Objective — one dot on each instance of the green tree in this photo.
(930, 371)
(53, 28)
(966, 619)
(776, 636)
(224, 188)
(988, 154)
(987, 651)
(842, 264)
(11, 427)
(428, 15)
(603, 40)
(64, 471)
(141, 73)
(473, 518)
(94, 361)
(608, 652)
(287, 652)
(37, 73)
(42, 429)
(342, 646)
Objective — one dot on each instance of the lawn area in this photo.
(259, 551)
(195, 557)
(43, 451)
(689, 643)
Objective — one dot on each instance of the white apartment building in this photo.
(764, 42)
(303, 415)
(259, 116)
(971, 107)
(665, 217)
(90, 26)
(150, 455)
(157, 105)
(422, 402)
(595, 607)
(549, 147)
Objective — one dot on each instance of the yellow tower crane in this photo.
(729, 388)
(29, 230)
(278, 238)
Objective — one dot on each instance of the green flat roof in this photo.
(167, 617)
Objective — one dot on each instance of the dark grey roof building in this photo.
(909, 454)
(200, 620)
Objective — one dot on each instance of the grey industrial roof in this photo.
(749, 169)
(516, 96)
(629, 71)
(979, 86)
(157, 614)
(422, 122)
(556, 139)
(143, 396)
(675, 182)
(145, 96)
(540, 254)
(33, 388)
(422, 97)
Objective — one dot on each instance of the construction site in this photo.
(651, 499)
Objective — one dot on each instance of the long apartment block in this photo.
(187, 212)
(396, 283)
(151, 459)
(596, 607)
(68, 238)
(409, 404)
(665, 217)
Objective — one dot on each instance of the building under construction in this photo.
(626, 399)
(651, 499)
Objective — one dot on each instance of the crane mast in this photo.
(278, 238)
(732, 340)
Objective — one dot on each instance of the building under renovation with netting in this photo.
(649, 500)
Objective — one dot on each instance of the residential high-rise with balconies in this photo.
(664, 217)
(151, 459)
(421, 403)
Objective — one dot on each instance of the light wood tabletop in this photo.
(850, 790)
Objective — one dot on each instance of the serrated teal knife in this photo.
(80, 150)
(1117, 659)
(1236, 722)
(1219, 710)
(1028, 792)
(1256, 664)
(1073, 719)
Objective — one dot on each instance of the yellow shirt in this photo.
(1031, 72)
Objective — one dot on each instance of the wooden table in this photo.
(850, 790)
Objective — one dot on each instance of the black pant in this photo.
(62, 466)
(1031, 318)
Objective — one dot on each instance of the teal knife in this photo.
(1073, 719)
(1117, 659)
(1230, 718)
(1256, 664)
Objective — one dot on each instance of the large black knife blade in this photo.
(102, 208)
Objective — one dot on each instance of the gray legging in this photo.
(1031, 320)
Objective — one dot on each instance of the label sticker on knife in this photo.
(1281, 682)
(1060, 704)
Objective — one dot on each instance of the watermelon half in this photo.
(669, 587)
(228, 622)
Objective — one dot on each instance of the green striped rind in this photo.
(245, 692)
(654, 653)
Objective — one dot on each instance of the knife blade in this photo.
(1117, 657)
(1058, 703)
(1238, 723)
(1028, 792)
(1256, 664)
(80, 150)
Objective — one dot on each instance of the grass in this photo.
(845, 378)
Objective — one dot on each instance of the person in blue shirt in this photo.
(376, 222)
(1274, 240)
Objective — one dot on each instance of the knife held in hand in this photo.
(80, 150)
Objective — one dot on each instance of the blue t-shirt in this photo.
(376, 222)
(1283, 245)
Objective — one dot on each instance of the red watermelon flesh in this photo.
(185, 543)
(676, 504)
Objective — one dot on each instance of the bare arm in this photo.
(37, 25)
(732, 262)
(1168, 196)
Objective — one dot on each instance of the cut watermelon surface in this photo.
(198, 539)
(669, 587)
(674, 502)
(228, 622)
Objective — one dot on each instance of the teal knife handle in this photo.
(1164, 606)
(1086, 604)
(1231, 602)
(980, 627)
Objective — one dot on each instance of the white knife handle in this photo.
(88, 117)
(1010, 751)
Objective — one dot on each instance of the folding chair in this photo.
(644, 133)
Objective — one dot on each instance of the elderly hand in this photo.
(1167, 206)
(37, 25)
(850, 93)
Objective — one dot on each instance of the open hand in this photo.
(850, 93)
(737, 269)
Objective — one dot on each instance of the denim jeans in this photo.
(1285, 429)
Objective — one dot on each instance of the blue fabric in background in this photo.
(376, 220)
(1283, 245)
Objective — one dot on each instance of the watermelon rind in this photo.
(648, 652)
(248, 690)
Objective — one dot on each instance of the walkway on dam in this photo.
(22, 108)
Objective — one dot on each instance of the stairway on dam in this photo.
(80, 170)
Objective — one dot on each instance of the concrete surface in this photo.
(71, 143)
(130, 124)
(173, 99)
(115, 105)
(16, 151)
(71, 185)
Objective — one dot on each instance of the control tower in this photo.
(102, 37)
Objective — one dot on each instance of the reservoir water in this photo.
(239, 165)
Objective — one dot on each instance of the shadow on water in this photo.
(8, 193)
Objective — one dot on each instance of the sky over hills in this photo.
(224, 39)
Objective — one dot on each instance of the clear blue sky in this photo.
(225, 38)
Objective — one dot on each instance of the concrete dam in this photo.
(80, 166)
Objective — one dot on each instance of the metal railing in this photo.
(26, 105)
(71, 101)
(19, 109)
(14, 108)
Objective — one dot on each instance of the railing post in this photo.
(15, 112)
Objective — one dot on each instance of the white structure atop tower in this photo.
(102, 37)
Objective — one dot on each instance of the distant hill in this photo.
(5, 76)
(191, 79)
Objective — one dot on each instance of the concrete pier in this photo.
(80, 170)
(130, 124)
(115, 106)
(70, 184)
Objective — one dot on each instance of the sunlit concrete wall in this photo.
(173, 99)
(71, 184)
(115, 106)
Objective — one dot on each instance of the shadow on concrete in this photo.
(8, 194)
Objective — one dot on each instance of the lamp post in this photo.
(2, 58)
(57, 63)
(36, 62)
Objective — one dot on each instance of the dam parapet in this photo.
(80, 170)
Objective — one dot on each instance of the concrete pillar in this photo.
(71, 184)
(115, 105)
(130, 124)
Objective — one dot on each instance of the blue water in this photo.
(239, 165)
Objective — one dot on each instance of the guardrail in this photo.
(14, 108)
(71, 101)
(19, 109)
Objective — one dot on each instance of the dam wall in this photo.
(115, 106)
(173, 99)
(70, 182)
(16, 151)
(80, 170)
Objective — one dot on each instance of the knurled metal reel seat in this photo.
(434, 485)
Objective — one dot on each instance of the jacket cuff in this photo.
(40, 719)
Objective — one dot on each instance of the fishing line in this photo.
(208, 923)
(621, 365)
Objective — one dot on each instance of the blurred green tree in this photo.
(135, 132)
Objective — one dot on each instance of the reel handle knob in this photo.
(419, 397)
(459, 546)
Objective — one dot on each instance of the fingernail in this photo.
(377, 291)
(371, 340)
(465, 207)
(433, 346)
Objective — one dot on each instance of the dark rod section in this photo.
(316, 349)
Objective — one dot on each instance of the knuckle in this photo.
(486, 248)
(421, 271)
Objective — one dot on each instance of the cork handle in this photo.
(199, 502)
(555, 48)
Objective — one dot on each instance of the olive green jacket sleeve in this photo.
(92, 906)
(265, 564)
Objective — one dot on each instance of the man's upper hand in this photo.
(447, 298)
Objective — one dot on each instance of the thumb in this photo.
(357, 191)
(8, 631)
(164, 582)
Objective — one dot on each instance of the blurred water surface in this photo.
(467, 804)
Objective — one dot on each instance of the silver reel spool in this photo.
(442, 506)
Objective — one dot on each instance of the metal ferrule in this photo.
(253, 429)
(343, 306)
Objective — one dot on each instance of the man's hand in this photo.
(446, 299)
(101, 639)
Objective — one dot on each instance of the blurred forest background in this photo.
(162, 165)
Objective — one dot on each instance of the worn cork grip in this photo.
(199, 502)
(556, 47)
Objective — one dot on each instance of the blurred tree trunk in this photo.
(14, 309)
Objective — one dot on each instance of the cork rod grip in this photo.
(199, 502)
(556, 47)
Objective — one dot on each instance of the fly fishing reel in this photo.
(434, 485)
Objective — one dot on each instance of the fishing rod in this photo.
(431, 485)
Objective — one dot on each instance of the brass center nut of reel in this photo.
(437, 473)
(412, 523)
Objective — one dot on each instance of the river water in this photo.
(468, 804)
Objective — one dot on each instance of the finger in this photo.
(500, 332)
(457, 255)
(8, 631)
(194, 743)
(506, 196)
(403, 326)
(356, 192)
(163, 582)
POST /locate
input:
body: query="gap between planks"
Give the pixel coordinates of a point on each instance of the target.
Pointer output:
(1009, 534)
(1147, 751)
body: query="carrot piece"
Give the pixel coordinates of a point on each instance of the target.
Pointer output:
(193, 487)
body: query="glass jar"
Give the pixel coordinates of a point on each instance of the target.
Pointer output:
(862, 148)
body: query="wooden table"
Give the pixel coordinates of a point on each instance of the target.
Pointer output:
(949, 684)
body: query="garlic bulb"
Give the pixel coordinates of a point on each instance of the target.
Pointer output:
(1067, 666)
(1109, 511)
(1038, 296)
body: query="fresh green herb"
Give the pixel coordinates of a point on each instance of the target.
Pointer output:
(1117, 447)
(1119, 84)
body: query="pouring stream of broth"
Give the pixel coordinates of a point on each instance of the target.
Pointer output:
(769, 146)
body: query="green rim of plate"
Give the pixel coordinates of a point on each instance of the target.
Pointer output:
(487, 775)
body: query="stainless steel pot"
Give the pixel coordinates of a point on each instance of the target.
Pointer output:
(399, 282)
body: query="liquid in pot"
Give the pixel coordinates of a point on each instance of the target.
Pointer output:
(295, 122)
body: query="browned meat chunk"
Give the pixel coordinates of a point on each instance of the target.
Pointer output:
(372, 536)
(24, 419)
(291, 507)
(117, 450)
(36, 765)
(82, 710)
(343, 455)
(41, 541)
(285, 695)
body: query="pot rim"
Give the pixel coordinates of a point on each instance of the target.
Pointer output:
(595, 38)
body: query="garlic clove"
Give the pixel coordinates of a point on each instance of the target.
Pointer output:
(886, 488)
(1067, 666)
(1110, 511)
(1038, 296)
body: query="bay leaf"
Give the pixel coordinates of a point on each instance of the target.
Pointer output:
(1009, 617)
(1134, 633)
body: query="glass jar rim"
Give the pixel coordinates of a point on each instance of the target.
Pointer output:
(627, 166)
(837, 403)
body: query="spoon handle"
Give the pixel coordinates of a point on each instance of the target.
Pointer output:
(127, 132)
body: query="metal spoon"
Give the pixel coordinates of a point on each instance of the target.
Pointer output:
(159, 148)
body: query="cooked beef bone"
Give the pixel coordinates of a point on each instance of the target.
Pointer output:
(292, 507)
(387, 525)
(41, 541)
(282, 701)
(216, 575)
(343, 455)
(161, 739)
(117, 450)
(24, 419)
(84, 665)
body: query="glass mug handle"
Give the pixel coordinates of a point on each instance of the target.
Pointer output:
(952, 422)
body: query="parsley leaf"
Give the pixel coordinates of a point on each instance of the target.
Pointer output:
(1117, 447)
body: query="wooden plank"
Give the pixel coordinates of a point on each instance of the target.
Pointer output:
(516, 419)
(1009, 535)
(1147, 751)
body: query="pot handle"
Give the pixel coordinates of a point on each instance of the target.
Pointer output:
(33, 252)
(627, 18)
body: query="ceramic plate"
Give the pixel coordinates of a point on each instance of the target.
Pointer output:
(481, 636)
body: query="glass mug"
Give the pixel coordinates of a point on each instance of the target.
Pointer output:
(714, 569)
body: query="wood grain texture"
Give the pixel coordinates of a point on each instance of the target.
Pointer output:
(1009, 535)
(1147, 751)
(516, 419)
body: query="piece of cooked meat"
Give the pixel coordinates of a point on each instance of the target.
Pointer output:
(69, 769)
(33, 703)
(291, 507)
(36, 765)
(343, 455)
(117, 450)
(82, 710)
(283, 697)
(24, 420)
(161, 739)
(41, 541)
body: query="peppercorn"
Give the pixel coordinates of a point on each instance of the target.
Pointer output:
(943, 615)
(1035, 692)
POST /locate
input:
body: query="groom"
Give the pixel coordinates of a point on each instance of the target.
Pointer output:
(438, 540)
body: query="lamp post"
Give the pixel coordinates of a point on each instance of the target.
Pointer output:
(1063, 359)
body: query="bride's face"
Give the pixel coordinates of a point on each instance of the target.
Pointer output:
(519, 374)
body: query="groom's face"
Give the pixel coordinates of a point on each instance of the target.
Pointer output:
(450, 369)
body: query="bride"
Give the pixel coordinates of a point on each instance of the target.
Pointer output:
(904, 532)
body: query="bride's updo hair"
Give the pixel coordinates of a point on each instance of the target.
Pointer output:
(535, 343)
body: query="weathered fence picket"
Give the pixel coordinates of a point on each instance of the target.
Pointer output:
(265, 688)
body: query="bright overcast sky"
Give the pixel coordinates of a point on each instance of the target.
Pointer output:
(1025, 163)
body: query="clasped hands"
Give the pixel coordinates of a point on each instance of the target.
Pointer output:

◆ ◆ ◆ ◆ ◆ ◆ ◆

STATED TASK -
Reproduce only the lines of the records from the line with "Objective — one dot on each instance of the grass" up to and including the line with "(1285, 429)". Shift every coordinate by adding 149 to each number and keep all other text unchanged.

WRITTEN ANSWER -
Objective — one dot on each instance of the grass in this photo.
(994, 527)
Objective — one dot on each instance of the person in blue shirt in this photo.
(525, 371)
(1423, 389)
Objective — one dot on each instance of the knife held in hand in this photo.
(229, 299)
Objective — one dot on each instance of the blue t-shirt in this photo.
(525, 371)
(1432, 394)
Objective — one dot on each instance of the red watermelon flesh in this photo.
(334, 692)
(825, 653)
Objective — one dot on each instance of the bare arm in this photo.
(186, 174)
(881, 411)
(1317, 345)
Objective — one dot on each instance of the cut watermelon surface in this photo.
(347, 688)
(818, 736)
(823, 651)
(377, 771)
Objective — one dot on each instance of the teal knife handle in this photo.
(1313, 755)
(1235, 753)
(1380, 751)
(1129, 776)
Objective — one dot on each instance of the white knife handle in this photo.
(237, 266)
(1159, 900)
Objective — one dot on each instance of the folding chair in this photo.
(793, 282)
Objective — one dot on each instance of the elderly hand in this photo.
(1316, 355)
(186, 174)
(999, 242)
Objective — one dot on each instance of the open hand in this photo.
(999, 242)
(886, 418)
Objective — one dot on each instance of the denim jeans in this photo.
(1434, 578)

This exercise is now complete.